Aim -
Could you turn everything from the line containing "Annotation task: tag one point per instance of the curly brown" down to the end of the items below into a numbered list, leaving out any blank lines?

Material -
-.-.-

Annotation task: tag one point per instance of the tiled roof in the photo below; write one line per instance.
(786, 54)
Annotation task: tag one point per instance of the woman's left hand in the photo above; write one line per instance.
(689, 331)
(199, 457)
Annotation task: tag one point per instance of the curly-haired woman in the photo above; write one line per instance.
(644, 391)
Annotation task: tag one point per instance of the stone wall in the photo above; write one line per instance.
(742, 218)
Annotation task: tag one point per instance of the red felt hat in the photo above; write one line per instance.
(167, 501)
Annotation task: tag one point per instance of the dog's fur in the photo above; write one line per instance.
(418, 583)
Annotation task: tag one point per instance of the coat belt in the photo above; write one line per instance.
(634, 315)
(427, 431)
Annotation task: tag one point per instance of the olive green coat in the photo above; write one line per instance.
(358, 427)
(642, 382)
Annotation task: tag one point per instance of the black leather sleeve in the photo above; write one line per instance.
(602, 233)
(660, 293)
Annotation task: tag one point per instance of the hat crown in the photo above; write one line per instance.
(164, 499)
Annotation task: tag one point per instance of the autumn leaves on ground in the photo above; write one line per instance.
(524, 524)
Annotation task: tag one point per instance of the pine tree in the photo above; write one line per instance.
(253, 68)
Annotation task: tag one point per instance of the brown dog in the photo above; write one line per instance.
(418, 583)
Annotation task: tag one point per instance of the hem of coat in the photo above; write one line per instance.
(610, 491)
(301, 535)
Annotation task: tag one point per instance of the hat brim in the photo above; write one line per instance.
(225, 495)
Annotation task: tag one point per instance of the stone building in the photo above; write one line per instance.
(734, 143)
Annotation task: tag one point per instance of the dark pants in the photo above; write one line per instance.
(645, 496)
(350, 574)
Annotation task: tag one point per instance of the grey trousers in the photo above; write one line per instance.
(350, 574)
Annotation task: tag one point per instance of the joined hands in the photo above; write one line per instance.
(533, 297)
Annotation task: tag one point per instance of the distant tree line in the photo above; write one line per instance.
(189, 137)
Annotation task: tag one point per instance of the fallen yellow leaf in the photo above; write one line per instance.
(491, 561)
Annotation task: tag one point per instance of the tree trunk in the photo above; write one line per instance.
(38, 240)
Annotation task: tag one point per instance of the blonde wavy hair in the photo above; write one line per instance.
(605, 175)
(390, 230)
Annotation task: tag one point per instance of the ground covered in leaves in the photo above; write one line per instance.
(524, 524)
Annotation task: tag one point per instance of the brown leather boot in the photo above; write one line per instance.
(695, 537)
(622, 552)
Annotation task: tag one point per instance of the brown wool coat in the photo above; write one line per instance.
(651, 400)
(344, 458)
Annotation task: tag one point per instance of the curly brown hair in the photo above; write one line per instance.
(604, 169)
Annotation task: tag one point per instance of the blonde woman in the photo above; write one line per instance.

-.-.-

Problem solution -
1. Annotation task: tag one point per instance of the curly brown hair in the photo above; write one line per instance.
2. (604, 169)
3. Annotation task: tag one point per instance of the blonde woman in the photo above; write one line per instance.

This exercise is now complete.